▸ **INFORMATION SHOWN**
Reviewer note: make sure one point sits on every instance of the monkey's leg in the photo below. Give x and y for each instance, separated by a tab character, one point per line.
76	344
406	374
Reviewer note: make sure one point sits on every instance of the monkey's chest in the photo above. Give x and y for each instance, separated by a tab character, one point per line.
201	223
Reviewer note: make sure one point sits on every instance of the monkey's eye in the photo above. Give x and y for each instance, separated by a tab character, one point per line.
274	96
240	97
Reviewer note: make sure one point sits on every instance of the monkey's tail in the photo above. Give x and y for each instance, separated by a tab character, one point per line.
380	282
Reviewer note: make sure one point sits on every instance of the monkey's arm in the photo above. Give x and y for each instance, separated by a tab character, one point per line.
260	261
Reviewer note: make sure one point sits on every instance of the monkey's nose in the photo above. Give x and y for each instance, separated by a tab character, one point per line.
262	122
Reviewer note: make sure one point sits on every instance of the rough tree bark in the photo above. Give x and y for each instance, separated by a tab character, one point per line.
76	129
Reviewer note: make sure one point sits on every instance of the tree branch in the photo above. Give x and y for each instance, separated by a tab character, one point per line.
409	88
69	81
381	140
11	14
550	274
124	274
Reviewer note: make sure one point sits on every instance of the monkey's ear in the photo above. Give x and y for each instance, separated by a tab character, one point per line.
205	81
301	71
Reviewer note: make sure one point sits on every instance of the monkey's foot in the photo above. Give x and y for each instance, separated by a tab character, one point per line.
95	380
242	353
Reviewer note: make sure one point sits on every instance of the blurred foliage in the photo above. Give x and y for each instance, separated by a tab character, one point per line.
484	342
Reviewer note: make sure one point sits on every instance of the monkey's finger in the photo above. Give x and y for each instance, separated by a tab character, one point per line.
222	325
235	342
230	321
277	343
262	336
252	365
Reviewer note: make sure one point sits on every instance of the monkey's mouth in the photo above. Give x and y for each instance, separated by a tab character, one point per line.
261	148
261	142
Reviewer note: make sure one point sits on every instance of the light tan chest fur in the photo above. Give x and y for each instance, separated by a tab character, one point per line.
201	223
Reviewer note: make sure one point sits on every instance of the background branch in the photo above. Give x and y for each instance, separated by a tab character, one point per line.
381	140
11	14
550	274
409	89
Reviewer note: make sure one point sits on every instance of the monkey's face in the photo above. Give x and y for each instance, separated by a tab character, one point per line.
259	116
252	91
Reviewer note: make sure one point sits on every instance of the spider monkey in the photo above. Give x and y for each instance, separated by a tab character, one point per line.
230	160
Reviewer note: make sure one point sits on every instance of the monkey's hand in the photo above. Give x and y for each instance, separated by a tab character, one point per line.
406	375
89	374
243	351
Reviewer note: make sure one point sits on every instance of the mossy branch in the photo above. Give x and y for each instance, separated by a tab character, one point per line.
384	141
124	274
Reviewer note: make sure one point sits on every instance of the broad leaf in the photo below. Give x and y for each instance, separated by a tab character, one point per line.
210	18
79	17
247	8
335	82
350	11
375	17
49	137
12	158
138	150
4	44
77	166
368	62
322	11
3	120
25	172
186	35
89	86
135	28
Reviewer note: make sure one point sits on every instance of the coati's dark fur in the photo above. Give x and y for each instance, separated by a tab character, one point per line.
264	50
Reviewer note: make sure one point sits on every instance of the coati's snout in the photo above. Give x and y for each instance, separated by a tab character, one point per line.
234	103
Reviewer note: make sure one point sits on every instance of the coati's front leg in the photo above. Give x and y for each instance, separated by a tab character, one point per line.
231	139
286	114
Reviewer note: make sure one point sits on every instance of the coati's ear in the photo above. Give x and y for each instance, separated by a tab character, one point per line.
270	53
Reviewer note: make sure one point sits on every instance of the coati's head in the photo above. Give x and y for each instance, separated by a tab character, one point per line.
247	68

▸ **WHAT IS EXPECTED**
Transcribe each of the rows above verbatim, from the first through the last.

▸ **COMPLETED TASK**
Reviewer note: make sure one point sits on every instance of the monkey's leg in the photo below. Give x and y for each instance, separated by a tab character, one point per line.
76	344
406	374
Reviewer note: make sure one point sits on every instance of the monkey's chest in the photo above. Give x and y for each instance, separated by a tab character, one point per line.
201	223
Reviewer note: make sure one point sits on every instance of the monkey's eye in the photo above. Give x and y for each instance, separated by a tab character, one point per line.
274	96
240	97
Reviewer note: make sure one point sits on every instance of the monkey's tail in the photo above. Give x and y for each instance, separated by a tab character, one point per line.
380	282
Reviewer note: make sure one point sits on every instance of the monkey's arm in the photo above. Give x and y for each instance, separated by a tab character, one point per line.
260	261
Reviewer note: make sure one point sits on every instance of the monkey's nose in the photo above. Give x and y for each instance, separated by a tab character, one point per line.
262	122
Reviewer note: make sure one point sits on every instance of the rough tree bark in the photo above. Give x and y for each instance, separated by a tab character, one point per line.
76	129
Reviewer note: make sure one point sits on every instance of the tree branch in the photo above. Give x and y for each instance, separated by a tab character, one point per line.
409	88
69	81
381	140
11	14
550	274
124	274
Reviewer note: make sure one point sits on every instance of the monkey's ear in the photo above. Give x and y for each instance, separated by a tab character, one point per line.
205	81
301	71
Reviewer note: make sure one point sits on every instance of the monkey's foot in the photo above. Give x and y for each instance, separated by a tab character, one point per line.
95	380
242	353
Reviewer note: make sure one point sits on every instance of the blurred foliage in the photo above. Give x and y for each instance, separated by a tab character, one point per line.
484	342
Reviewer note: make sure one point sits on every instance of the monkey's finger in the photo above. Give x and y for each instance, separated by a tab character, one point per line.
222	325
235	342
230	321
277	343
262	336
252	365
Reviewer note: make sure one point sits on every instance of the monkey's mouth in the photo above. Give x and y for each instance, separated by a tab character, one point per line.
261	148
261	142
Reviewer note: make sure one point sits on every instance of the light tan chest fur in the photo above. Give x and y for each instance, separated by a tab character, one point per line.
201	223
Reviewer note: make sure one point sits on every instance of the background branch in the photo above. Give x and y for each instance, separated by a tab character, one point per line.
381	140
11	14
550	274
409	89
Reviewer note: make sure one point sits on every instance of the monkey's face in the photo above. Give x and y for each instance, separated by a tab character, one point per line.
259	116
252	91
Reviewer note: make sure one point sits on every instance of the spider monkey in the photo above. Give x and y for each instance, separated by a tab character, one point per line.
230	160
Reviewer note: make sure one point sits on every instance of the monkey's hand in the photo above. Give x and y for each instance, separated by a tab character, one point per line.
406	375
89	374
243	351
Reviewer note: make sure one point sits on every instance of the mossy branch in the photo above. Give x and y for each instance, separated by a tab character, one point per line.
384	141
124	274
Reviewer note: make sure one point sits on every instance of the broad leaf in the photo below. Give x and y for each instance, separated by a tab character, one point per line.
210	18
79	17
247	8
335	82
350	11
375	17
49	137
12	158
138	150
4	44
77	166
368	62
322	11
3	120
25	172
186	35
89	86
135	28
Reviewer note: make sure one point sits on every instance of the coati's dark fur in the photo above. Give x and y for each instance, separated by a tab character, one point per line.
264	50
Reviewer note: make sure one point sits on every instance of the coati's snout in the photo above. Give x and y for each instance, separated by a tab character, one point per line.
234	103
Reviewer note: make sure one point sits on every instance of the coati's front leg in the photo above. Give x and y for each instance, separated by a tab character, one point per line.
231	139
286	114
Reviewer note: make sure one point sits on every instance of the coati's ear in the photo above. Give x and y for each instance, separated by a tab character, one point per line.
270	53
Reviewer note: make sure one point sits on every instance of the coati's head in the photo above. Give x and y for each instance, separated by a tab character, one point per line.
247	68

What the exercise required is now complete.